Your objective
Copy out the items below word for word, starting at the line that contains "Assuming the smoke-filled" and ending at the line that contains "[769,440,800,533]", with both of those lines included.

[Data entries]
+-------+

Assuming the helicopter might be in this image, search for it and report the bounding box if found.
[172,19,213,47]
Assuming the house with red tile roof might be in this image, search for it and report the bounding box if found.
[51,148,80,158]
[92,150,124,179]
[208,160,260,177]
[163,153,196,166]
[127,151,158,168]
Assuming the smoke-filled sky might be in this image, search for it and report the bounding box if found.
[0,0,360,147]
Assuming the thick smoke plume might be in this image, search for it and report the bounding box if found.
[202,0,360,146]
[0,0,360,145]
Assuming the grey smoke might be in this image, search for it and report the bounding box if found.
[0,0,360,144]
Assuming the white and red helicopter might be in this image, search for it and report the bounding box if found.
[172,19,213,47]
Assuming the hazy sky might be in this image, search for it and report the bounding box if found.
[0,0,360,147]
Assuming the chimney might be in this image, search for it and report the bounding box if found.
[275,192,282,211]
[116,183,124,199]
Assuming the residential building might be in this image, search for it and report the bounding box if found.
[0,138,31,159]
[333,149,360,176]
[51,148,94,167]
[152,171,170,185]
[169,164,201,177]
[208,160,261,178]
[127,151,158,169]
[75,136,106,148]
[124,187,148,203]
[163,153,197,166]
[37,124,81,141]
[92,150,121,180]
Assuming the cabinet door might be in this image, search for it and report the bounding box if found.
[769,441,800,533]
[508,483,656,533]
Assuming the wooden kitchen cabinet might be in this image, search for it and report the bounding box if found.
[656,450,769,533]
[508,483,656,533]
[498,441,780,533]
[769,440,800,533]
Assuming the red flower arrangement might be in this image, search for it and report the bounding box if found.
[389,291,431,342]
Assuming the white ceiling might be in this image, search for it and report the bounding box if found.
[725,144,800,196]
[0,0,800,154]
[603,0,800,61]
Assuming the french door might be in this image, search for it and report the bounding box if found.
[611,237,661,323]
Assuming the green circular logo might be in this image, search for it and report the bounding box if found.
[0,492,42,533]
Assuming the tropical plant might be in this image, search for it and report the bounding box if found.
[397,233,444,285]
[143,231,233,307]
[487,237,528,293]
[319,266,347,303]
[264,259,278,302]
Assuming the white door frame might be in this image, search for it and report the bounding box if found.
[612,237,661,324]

+-------+

Worked answer
Assuming the smoke-filled sky might be in this image, search for it and report the bounding box if found.
[0,0,360,147]
Assuming the thick smoke plume might be in this image, search for it and report the bounding box if found.
[202,0,360,146]
[0,0,360,145]
Assuming the grey smoke might be in this image, search for it and report the bounding box if found.
[0,0,360,144]
Assuming the white and red helicopter might be in this image, search for it and report the bounding box if found.
[172,19,213,47]
Assuming the hazy sky might be in this image, search for it and report the bounding box if found.
[0,0,360,147]
Assuming the chimney might be in this image, search for it and report the bounding box if found.
[275,192,282,211]
[116,183,124,199]
Assuming the residential building might be in this image, search for it and report the bounding box if found.
[0,138,31,159]
[333,149,360,176]
[51,148,94,167]
[152,171,170,185]
[169,164,201,177]
[208,160,261,178]
[127,151,158,169]
[75,136,106,148]
[124,187,148,203]
[163,153,197,166]
[37,124,81,141]
[92,150,121,180]
Assuming the cabinet door might be in this image, search for it and report the bounding box if found.
[769,441,800,533]
[508,483,656,533]
Assuming the wooden kitchen cabinet might be in this image, search for it and report the bounding box if found.
[656,450,769,533]
[508,483,656,533]
[498,441,780,533]
[769,440,800,533]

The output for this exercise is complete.